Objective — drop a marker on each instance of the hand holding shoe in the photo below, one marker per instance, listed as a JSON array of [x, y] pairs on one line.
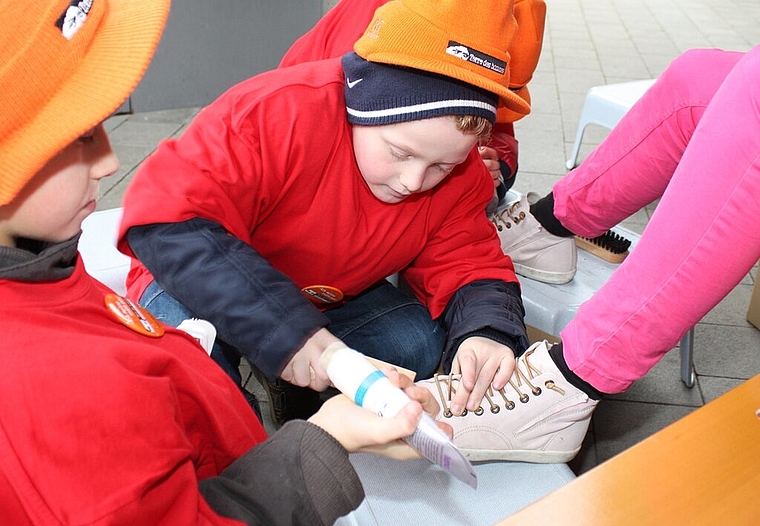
[[483, 363]]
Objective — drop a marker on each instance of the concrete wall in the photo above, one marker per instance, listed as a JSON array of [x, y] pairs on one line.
[[210, 45]]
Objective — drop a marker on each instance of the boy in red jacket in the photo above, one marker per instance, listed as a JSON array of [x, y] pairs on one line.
[[281, 210], [535, 253], [106, 415]]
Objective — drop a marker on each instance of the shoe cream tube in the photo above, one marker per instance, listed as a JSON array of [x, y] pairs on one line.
[[357, 378]]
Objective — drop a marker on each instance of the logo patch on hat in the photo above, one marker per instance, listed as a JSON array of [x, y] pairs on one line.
[[74, 17], [476, 57]]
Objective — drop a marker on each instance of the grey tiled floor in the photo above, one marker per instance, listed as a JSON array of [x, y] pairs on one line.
[[587, 43]]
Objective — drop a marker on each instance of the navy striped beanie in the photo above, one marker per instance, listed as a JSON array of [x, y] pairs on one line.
[[379, 93]]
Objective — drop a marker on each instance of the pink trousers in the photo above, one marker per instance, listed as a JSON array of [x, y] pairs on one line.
[[693, 140]]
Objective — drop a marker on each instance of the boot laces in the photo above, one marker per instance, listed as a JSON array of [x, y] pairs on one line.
[[507, 217], [520, 382]]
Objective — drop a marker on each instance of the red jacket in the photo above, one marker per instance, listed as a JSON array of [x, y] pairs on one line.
[[100, 424], [282, 177]]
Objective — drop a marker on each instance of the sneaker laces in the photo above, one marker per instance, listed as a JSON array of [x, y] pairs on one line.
[[507, 217], [520, 382]]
***
## Work task
Beginning with the line that holds "Objective — drop a marker on each instance of the logo" and ending with the last line of the material, output each line exactly and nothing beyond them.

## Exercise result
Objective — drop a marker on each instance of the logo patch on hat in the photo above, one marker per instance, listed as a JSON array of [x, y] pairs on one line.
[[74, 17], [476, 57]]
Objective — drop a marker on each instance of the grey tiled floor in the photo above, one marker per instance, listed as a JSON array of [x, y] pairs on one line.
[[587, 43]]
Objective — drop a marker on each instance of the navy striped beanie in the photo above, one marker per instance, listed as a JSON array of [x, y] pairs on one line.
[[379, 93]]
Objective — drop a marker on each instance of the pink trousers in the photo above, one marker per instance, listed as a JSON array of [x, y] pairs on one line.
[[693, 140]]
Objective — drop a marker on each instance of the boot laces in the photo above, one marker per instance, listed as a JSON array of [x, y] pairs on one line.
[[507, 217], [520, 382]]
Objective — drop a marker on each instance of the red jacket in the photo above, one marker per instance, listed as a JSON array of [x, y] pairs on one line.
[[100, 424], [282, 177]]
Objective — drop a marker on each instance of the sneaker laces in the photo above, one marker per instance, listed as a JSON array of [x, y] pairs on one line.
[[507, 217], [520, 382]]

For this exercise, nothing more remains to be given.